Some records:
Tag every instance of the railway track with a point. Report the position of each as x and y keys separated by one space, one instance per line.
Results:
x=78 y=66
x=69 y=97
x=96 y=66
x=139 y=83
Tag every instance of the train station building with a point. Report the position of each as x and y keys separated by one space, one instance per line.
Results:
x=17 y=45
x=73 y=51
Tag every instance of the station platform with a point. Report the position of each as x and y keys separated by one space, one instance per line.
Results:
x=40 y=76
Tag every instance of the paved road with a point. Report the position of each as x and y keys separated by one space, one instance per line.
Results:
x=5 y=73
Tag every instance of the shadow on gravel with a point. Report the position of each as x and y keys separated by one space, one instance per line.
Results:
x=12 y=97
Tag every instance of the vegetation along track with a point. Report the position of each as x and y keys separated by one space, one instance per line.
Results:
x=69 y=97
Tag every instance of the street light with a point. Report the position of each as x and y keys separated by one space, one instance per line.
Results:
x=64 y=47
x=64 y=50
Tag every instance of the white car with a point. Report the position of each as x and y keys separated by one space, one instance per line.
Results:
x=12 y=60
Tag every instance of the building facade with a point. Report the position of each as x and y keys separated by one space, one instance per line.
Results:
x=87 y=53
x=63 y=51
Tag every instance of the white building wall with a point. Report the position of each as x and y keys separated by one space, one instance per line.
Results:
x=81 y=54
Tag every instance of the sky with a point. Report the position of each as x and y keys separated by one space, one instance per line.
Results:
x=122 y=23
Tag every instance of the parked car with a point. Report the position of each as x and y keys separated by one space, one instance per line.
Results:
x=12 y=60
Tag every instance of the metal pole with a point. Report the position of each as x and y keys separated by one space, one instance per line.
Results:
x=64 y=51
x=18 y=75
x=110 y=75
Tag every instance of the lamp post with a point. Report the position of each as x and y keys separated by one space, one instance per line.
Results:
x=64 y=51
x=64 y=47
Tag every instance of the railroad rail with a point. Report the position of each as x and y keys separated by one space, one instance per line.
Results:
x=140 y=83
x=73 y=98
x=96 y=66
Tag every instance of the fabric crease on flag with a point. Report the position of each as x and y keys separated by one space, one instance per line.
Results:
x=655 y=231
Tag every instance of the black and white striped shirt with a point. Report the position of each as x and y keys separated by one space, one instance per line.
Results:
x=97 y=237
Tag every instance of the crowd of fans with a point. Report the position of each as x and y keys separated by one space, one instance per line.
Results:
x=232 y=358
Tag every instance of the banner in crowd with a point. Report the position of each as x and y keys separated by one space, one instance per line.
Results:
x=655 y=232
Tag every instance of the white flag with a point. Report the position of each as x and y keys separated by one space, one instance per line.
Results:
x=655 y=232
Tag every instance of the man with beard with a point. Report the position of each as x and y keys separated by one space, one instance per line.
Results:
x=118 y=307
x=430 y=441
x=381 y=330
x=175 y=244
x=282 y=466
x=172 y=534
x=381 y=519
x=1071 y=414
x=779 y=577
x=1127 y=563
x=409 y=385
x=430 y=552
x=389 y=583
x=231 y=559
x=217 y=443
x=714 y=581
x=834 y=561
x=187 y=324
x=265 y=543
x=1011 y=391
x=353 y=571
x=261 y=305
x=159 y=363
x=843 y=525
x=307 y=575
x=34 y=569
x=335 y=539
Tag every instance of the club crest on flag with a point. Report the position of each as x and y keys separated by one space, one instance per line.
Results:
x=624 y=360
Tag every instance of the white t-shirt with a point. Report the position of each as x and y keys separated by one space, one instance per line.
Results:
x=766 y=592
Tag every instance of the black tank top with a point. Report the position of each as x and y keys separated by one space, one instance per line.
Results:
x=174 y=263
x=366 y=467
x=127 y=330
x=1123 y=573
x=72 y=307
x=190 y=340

> Task directions
Lay out all of the items above as a two-column CSV with the header instruction,points, one row per item. Put each item's text in the instruction field and its answer in the points field, quoting every field and replacing line breaks with spaces.

> Solution to this task
instruction,points
"Tag every instance of the railway track with a point. Report the position of each as x and y keys separated by one space, one instance per line. Results:","x=78 y=66 x=69 y=97 x=96 y=66 x=139 y=83"
"Tag every instance of the train station building with a point. Report the position of each as x and y keys separated by one space, one instance per line. Results:","x=17 y=45 x=73 y=51"
"Tag every instance of the station platform with a point. Report the position of each as x and y keys separated by one space, one instance per line. Results:","x=40 y=76"
"Tag every instance of the paved road with a point. Report the position of each as x and y keys separated by one space, one instance per line. Results:","x=5 y=73"
"Tag every instance of the shadow on gravel with a point. Report the position of each as x and y keys separated by one space, one instance per line. Results:","x=12 y=97"
"Tag every instance of the vegetation along track with a point. Report the position of each as x and y keys separated by one space, one instance per line. Results:","x=69 y=97"
"Tag every instance of the street light with a point. Report the position of each as x and y keys separated by one space, one instance per line. Results:","x=64 y=47 x=64 y=50"
"Tag every instance of the white car with a point. Report the position of each as x and y keys separated by one space, one instance per line. Results:","x=12 y=60"
"Tag every instance of the building facade with a point. Report the position of each as x and y keys separated by one space, one instance per line. Results:","x=87 y=53 x=63 y=51"
"Tag every instance of the white building wall with a point. Report the position of each as x and y keys separated by one space, one instance per line. Results:","x=81 y=54"
"Tag every instance of the sky with a point. Report the position of each as x and y keys separated by one space, one instance per line. Results:","x=122 y=23"
"Tag every instance of the parked car with a point. Report the position of each as x and y keys separated by one space, one instance per line. Results:","x=12 y=60"
"Tag every instance of the metal pole with a point. Report the position of each as x and y keys separated by one space, one instance per line. Results:","x=64 y=51 x=18 y=75 x=110 y=75"
"Tag every instance of the lamp post with a point. Report the position of each as x and y keys separated by one space, one instance per line. Results:","x=64 y=51 x=64 y=47"
"Tag every instance of the railroad rail with a point. Report the position of each as x and y keys separated by one space, one instance per line. Results:","x=140 y=83 x=73 y=98 x=96 y=66"
"Tag every instance of the fabric crease on flag with a point. Report the position of each as x and y keys separated by one space, one instance per line. Results:","x=655 y=231"
"Tag every instance of the black and white striped shirt with a point. Report the position of each as x and y keys separated by one space, one instance per line. Results:","x=97 y=237"
"Tag every instance of the crowd of fans with a point. Report the position of each as x and y keys separated by one space, one instance per line. Results:","x=232 y=358"
"Tag every instance of the banner in crowd with a point. Report the position of each as x and y keys separated by one space, one instance per line. Results:","x=655 y=232"
"Tag every instance of the white flag with a point. Report the position of each as x and y keys separated by one space, one instance per line. Results:","x=655 y=232"
"Tag every instance of the man with beard with a point. Report the position of each as x and y keys separated by one space, one instance per line. Results:","x=118 y=307 x=430 y=441 x=381 y=330 x=175 y=244 x=282 y=466 x=172 y=534 x=381 y=519 x=1071 y=414 x=779 y=577 x=1127 y=563 x=409 y=385 x=430 y=552 x=389 y=583 x=231 y=559 x=217 y=443 x=714 y=581 x=834 y=561 x=187 y=324 x=265 y=543 x=1011 y=391 x=353 y=571 x=261 y=305 x=159 y=363 x=843 y=525 x=307 y=575 x=34 y=569 x=335 y=539"
"Tag every instance of the club crest on flag with a point. Report the position of each as x and y keys separated by one space, one instance per line. Results:","x=624 y=360"
"Tag every instance of the white t-shirt with a point. Report the position of each as x and y keys separated by one space, one instance per line. Results:","x=766 y=592"
"Tag every instance of the black tank top with a point. Report the position of each as x and y keys separated by one space, one instance per line. Results:","x=174 y=263 x=366 y=467 x=127 y=330 x=1123 y=573 x=72 y=307 x=190 y=340"